### Information supplied

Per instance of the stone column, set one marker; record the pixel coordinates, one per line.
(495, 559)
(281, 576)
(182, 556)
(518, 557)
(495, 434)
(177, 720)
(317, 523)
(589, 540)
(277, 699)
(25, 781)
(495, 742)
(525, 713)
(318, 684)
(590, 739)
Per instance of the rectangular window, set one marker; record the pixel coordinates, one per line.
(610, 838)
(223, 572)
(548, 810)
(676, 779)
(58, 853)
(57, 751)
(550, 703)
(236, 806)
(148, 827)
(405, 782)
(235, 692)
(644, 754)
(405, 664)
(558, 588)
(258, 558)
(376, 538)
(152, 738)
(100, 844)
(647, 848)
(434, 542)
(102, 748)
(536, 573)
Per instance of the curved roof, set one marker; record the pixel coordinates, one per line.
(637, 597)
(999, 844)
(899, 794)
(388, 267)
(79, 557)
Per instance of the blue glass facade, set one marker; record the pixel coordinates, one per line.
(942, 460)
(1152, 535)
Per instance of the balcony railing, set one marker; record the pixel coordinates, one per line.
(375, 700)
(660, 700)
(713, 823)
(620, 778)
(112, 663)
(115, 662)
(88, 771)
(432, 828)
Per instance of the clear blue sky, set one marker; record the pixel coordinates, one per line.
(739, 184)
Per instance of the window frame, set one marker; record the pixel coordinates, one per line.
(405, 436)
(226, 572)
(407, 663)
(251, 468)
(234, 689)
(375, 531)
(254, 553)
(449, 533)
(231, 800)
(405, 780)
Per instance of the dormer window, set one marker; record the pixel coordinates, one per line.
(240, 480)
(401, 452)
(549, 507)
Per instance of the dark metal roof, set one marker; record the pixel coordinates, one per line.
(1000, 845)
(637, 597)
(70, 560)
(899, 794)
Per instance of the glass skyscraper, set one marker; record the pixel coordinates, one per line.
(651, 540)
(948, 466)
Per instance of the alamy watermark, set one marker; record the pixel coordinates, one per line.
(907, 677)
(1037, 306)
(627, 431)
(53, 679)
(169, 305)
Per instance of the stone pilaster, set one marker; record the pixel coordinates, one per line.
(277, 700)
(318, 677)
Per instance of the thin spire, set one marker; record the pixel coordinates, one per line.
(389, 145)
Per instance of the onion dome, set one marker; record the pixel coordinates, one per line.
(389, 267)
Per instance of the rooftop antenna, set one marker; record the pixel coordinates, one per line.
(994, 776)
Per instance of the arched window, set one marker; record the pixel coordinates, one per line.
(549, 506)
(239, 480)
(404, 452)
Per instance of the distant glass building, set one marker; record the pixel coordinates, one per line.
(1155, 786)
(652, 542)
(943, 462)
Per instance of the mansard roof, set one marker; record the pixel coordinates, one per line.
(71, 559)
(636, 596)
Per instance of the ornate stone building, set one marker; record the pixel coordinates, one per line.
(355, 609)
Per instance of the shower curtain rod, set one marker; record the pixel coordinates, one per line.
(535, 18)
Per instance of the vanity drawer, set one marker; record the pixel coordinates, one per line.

### Directions for this task
Please reproduce everything from the line containing "Per instance of the shower" down to the end of the records, both ends included, with every character unchanged.

### Completed exercise
Per instance of the shower curtain rod, set one marker; record the pixel coordinates, one per line.
(535, 18)
Per instance of the vanity drawer, set one marker; record the pixel coordinates, one per line.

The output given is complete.